Obiettivo = Prosegui il brano sull'obbligo di notifica delle violazioni previsto dal GDPR, ripartendo subito dopo la sua ultima frase.

Effettivamente la questione posta dal difensore dell'imputato potrebbe rivelarsi alquanto seria.
Tecnicamente ciò che si è verificato può essere definito un data breach,
L'art. 4 del GDPR definisce la violazione dei dati personali (cd. data breach) come «la violazione di sicurezza che comporta accidentalmente o in modo illecito la distruzione, la perdita, la modifica, la divulgazione non autorizzata o l'accesso ai dati personali trasmessi, conservati o comunque trattati».
Stando a tale definizione, la violazione dei dati personali ossia il c.d. data breach, non è solo frutto di un evento doloso come un attacco informatico, ma può essere qualsiasi violazione accidentale come, ad esempio, un incidente del genere di quello verificatosi a Torino.
Un data breach è dunque una violazione della sicurezza che comporta – in maniera accidentale o illecita – la distruzione, la perdita, l'alterazione, la divulgazione o l'accesso non autorizzato di dati di natura personale trasmessi, conservati o altrimenti elaborati.
Il comma 1 dell'art. 33 GDPR prevede che «In caso di violazione dei dati personali, il titolare del trattamento notifica la violazione all'autorità di controllo competente a norma dell'articolo 55 senza ingiustificato ritardo e, ove possibile, entro 72 ore dal momento in cui ne è venuto a conoscenza, a meno che sia improbabile che la violazione dei dati personali presenti un rischio per i diritti e le libertà delle persone fisiche. Qualora la notifica all'autorità di controllo non sia effettuata entro 72 ore, è corredata dei motivi del ritardo».
Dunque, in applicazione al principio generale di accountability, sarà sempre rimessa alla discrezionalità del titolare del trattamento la valutazione del rischio che lo specifico data breach possa rappresentare per i diritti e le libertà degli assistiti e degli interessati, seppur, in presenza di una valutazione affermativa circa la sussistenza del rischio, la sua discrezionalità viene meno essendo il titolare, entro e non oltre le 72 ore dalla presa di coscienza, vincolato a notificare al Garante della protezione dei dati personali l'avvenuta violazione.

Materiale fornito =

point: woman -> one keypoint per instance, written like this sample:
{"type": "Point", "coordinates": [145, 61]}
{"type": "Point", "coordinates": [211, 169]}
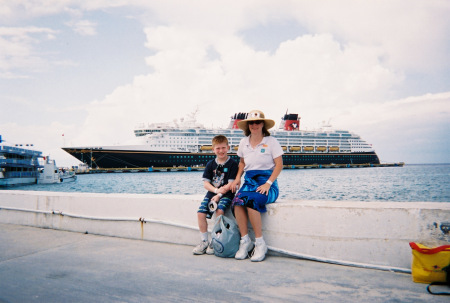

Soluzione =
A norma del 3 comma dell'art. 33 del GDPR, il titolare sarà vincolato anche nel contenuto della notifica all'autorità di controllo competente che dovrà necessariamente: «a) descrivere la natura della violazione dei dati personali compresi, ove possibile, le categorie e il numero approssimativo di interessati in questione nonché le categorie e il numero approssimativo di registrazioni dei dati personali in questione; b) comunicare il nome e i dati di contatto del responsabile della protezione dei dati o di altro punto di contatto presso cui ottenere più informazioni; c) descrivere le probabili conseguenze della violazione dei dati personali; d) descrivere le misure adottate o di cui si propone l'adozione da parte del titolare del trattamento per porre rimedio alla violazione dei dati personali e anche, se del caso, per attenuarne i possibili effetti negativi». A tali adempimenti sarebbe tenuto un avvocato che avesse subito un data breach analogo a quello descritto nel quotidiano (Smoraldi, Strazzullo).
Se tali disposizioni si applicassero anche all'ambito giurisdizionale risulterebbero rafforzate le parole del difensore dell'imputato svizzero: «Il punto è che i documenti in questione, in gran parte consulenze tecniche, sono quelli alla base della sentenza di primo grado. Se emergesse che non sono mai stati caricati, entrambi i procedimenti sarebbero nulli. Valuteremo se chiedere una perizia alla prossima udienza».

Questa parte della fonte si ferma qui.